Письменное задание a. Переведите на английский язык предложение из отрывка о Бахтине: «Диалог же вбирает в себя «свое» и «чужое», устанавливает между ними симметричные отношения, уравновешивает их, примиряет их антагонизм».

Выбранный отрывок.

----------

В них – бахтинская идея авторства в ее логическом становлении; здесь же она – в ее истории. Можно возразить на это, сказав, что смысловое ядро книги о Достоевском принадлежит 1920-м годам; это, конечно, так, но возвращение Бахтина к ней в 1960-е годы также знаменует определенное преодоление им концепции авторства 1930-х годов. Налицо возрождение интереса к личностному началу в искусстве; но эта тенденция 1960—1970-х годов вобрала в себя открытия предшествующей ступени[191]. Книга о Достоевском синтетична по отношению к двум предшествующим периодам творческой деятельности мыслителя хотя бы уже в силу своего строения: ее четвертая глава связывает Достоевского с карнавализованной литературой, т. е. опирается на идеи 1930-х годов; то же самое можно сказать и про пятую главу («Слово у Достоевского»), использующую теорию романного слова. Но даже и это не так важно: о ее итоговой, завершающей роли в системе Бахтина, главным образом, свидетельствует преобладание в ней идеи диалога — первичной, основополагающей по отношению к концепции полифонического романа. Диалог же вбирает в себя «свое» и «чужое», устанавливает между ними симметричные отношения, уравновешивает их, примиряет их антагонизм. Поэтому идея диалога венчает собой всю систему взглядов Бахтина, снимает скрытое в ней продуктивное логическое противоречие.

----------

Письменное задание b. Замените «coat sleeve» на «jacket sleeve» в записях, взяв строки от начала записей до строки с «[0,0,108,319]» включительно, и приведите эти строки заново, оставив всё остальное без изменений. Изображения в ответ не включайте.

Предоставленные записи.
----------

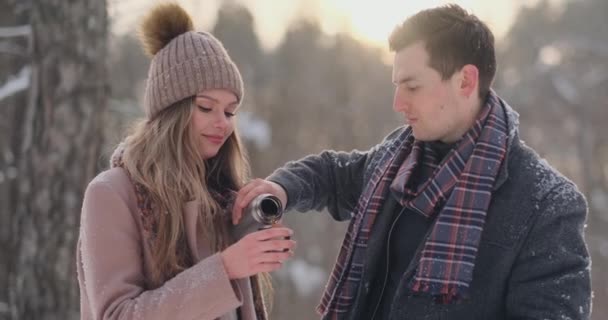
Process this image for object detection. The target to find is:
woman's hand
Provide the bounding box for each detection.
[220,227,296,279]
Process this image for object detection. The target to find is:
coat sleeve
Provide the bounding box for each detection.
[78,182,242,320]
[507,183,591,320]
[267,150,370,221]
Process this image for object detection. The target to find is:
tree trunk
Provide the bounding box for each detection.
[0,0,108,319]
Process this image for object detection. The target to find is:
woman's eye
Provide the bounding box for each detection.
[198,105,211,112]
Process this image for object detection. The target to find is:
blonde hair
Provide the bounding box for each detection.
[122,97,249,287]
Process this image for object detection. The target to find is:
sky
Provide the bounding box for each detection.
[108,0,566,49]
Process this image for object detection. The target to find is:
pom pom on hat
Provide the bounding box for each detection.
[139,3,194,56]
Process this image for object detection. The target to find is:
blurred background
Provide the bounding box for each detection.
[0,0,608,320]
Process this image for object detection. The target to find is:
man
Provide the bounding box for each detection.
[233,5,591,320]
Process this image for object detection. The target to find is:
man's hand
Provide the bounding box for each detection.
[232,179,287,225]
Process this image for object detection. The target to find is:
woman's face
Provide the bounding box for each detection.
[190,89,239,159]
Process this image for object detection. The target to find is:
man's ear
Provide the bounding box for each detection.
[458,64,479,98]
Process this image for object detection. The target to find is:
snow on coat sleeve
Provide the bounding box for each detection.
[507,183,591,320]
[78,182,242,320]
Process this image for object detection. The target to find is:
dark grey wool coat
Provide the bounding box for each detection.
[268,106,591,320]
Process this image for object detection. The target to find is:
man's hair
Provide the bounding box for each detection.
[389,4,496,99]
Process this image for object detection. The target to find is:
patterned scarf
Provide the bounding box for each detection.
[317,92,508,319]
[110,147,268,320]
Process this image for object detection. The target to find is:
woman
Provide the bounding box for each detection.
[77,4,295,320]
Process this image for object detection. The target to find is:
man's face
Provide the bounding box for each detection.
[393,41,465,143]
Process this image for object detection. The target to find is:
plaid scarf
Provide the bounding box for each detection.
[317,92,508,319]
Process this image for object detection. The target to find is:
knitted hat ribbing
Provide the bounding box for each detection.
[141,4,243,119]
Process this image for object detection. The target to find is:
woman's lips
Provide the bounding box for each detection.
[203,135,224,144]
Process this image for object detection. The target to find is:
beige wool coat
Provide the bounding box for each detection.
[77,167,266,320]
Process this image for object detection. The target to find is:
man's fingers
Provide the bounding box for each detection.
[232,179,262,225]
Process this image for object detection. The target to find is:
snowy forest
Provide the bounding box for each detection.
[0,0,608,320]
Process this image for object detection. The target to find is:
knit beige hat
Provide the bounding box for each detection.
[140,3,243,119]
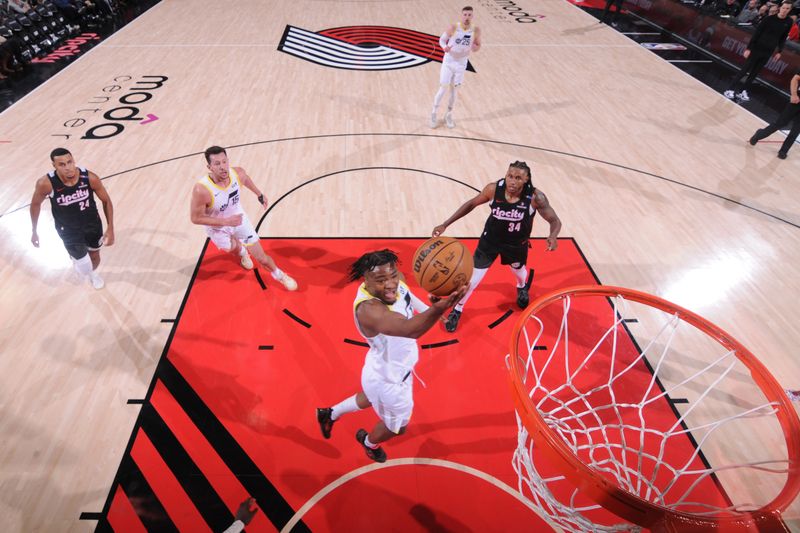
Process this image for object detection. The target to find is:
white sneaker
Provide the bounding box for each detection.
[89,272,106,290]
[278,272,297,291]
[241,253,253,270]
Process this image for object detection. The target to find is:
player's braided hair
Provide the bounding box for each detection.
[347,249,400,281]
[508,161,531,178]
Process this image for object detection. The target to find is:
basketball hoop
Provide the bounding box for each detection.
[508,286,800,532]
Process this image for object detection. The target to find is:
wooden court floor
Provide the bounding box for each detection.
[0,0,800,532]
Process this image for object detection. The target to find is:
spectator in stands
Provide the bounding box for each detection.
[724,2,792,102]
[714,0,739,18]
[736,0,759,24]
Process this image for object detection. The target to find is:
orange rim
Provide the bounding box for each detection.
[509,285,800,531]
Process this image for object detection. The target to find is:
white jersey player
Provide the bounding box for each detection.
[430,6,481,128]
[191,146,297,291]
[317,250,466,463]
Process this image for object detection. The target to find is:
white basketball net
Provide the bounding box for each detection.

----------

Разобранный ответ a. Dialogue, for its part, takes in both "one's own" and "the other's," establishes symmetrical relations between them, balances them, and reconciles their antagonism.

Разобранный ответ b.
Process this image for object detection. The target to find is:
woman's hand
Provide the bounding box for each detection.
[220,227,296,279]
Process this image for object detection. The target to find is:
jacket sleeve
Provide the bounding box for each detection.
[78,182,242,320]
[507,183,591,320]
[267,150,370,221]
Process this image for object detection. The target to find is:
tree trunk
Provide the bounding box for each detection.
[0,0,108,319]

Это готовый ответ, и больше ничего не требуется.